> DATA SUPPLIED:

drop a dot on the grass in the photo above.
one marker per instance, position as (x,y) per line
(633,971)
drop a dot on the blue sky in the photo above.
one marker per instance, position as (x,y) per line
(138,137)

> WRITTEN PROBLEM: Substitute "place a point" for "drop a dot" everywhere in the listing above, and write out the listing again with nothing else changed.

> TASK OUTPUT:
place a point on the grass in the photo above.
one marker per instance, position as (x,y) per line
(633,971)
place a point on the blue sky in the photo above.
one marker per instance, position as (x,y) per line
(138,137)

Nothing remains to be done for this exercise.